**Assigned task:** Exactly as they appear, restate the lines of the material, from the first through the one containing "the distant shore".

**Data to use:**
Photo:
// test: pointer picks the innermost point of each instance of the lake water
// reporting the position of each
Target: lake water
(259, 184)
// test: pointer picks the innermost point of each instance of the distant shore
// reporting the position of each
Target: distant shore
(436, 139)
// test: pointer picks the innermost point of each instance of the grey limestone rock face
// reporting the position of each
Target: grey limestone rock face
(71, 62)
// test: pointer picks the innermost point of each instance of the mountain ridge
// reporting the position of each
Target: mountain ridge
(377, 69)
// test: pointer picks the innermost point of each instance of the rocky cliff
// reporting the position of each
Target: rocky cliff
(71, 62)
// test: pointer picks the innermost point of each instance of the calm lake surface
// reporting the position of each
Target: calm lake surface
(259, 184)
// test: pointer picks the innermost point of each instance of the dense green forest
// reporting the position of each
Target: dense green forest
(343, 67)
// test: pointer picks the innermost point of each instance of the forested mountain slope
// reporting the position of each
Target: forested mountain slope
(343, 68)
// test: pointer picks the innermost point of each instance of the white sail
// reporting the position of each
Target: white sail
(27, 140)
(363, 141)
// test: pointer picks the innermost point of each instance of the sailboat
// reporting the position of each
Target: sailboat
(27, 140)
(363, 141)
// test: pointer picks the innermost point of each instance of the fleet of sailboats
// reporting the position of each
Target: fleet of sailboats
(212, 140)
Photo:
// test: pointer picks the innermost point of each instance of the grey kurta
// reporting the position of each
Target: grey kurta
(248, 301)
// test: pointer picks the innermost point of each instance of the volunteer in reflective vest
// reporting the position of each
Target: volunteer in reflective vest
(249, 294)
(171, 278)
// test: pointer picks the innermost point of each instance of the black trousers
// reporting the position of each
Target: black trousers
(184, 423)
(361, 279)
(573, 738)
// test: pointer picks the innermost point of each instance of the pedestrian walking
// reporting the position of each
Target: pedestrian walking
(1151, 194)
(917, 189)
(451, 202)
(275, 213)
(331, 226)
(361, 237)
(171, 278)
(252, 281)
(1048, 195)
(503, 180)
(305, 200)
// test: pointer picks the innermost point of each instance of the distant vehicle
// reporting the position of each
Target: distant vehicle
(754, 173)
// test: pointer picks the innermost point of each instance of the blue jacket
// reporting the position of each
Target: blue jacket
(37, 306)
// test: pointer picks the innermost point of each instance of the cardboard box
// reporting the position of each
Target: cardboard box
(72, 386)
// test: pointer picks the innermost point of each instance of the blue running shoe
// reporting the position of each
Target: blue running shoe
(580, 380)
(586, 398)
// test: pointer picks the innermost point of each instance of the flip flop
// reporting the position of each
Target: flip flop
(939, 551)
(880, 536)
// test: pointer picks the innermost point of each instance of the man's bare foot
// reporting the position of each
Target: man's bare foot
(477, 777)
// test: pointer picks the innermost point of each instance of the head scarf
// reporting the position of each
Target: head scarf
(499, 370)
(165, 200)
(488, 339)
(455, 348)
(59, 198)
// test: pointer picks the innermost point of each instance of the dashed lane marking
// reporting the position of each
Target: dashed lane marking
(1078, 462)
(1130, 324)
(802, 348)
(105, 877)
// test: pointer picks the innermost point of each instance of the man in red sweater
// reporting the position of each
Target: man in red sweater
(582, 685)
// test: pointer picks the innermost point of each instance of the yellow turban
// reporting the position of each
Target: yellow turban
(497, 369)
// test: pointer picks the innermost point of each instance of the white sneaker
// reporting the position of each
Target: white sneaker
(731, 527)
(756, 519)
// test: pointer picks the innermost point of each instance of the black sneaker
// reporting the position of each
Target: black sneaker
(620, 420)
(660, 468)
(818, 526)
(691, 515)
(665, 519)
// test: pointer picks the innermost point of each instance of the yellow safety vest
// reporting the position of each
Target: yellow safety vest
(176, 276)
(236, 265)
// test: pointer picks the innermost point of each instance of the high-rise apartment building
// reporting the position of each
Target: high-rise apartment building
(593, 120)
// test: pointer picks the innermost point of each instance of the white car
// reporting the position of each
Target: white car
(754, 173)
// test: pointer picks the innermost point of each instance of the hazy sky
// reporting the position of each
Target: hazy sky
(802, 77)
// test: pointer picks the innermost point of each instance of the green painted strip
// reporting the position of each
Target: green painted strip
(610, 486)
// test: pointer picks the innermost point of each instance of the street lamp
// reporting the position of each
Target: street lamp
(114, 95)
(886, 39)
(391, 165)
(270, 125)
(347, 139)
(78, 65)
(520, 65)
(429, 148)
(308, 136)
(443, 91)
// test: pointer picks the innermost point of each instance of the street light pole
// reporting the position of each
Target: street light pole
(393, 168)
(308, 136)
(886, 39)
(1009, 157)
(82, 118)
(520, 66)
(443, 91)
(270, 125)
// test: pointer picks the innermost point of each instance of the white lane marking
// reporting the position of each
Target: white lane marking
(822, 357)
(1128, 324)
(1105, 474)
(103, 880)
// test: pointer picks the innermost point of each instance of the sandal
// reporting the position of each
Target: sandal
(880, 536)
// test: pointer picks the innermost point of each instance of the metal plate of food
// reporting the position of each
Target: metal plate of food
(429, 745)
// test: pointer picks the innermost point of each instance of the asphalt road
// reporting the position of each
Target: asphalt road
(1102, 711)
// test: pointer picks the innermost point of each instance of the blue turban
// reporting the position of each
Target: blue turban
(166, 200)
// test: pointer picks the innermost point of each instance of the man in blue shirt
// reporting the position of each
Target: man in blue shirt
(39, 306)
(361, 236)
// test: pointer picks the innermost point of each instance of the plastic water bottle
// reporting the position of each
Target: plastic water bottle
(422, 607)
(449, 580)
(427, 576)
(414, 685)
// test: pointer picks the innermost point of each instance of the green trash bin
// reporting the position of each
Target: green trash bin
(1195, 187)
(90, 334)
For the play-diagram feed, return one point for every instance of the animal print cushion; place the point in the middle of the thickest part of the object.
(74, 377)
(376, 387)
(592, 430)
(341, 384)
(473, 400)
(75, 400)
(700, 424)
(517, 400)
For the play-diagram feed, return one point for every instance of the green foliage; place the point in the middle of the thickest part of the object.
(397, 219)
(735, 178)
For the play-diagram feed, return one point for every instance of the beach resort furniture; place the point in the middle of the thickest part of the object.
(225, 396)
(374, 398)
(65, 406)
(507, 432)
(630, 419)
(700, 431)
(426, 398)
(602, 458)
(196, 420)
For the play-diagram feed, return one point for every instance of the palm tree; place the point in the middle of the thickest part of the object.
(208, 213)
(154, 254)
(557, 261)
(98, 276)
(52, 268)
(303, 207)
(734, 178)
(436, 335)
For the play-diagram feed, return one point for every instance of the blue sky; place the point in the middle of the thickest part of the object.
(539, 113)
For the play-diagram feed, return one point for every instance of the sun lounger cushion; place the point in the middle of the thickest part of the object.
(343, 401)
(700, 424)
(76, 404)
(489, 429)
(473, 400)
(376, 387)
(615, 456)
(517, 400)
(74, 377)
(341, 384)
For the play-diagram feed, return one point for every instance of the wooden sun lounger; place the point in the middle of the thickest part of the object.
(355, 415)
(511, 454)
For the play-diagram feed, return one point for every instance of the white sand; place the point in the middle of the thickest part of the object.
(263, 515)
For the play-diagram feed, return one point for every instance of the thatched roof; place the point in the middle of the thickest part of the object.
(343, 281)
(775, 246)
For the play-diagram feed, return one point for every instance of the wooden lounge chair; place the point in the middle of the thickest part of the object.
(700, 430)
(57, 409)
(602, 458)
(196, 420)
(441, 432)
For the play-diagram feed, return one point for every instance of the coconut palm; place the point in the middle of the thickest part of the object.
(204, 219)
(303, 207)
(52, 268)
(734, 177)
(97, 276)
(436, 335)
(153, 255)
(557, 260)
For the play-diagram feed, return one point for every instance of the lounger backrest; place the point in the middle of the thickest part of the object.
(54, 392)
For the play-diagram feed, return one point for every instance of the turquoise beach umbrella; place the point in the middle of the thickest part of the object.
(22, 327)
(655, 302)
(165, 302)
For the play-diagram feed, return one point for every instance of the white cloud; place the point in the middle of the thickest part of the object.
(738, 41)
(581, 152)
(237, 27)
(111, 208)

**Worked solution:**
Photo:
// test: pointer picks the innermost point of each instance of the lake water
// reporting the position of each
Target: lake water
(259, 184)
// test: pointer picks the innermost point of each instance of the distant shore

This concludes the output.